Given records
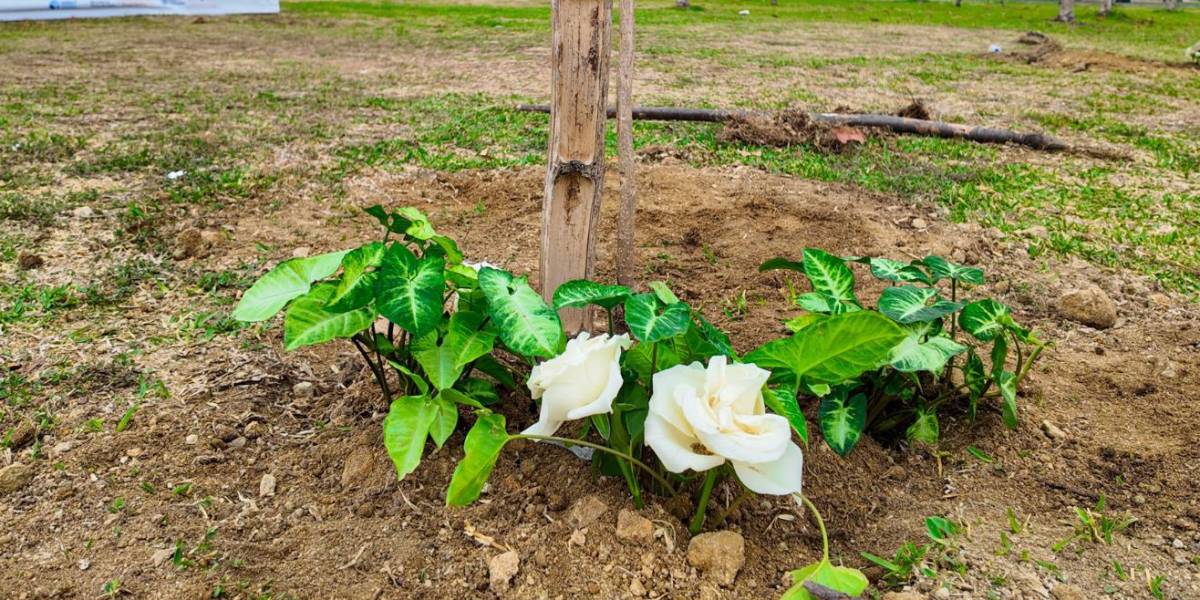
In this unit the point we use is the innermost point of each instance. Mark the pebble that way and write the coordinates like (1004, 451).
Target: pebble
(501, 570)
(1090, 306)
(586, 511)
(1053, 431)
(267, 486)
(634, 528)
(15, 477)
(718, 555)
---
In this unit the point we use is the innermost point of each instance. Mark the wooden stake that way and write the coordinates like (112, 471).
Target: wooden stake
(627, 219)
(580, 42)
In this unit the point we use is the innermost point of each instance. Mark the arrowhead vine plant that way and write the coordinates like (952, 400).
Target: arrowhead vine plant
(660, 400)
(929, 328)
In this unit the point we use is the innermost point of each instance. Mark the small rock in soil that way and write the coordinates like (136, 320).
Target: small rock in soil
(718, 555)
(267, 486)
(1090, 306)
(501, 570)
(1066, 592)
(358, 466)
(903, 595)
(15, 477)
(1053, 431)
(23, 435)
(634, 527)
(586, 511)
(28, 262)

Task statement
List every line in the rows above that contains the string "vine".

Correct answer
In this unit the point we use is the innermost point of each instance. Mark the arrowhead vine plant that way and write the coordinates like (952, 400).
Target: arrowhead vine plant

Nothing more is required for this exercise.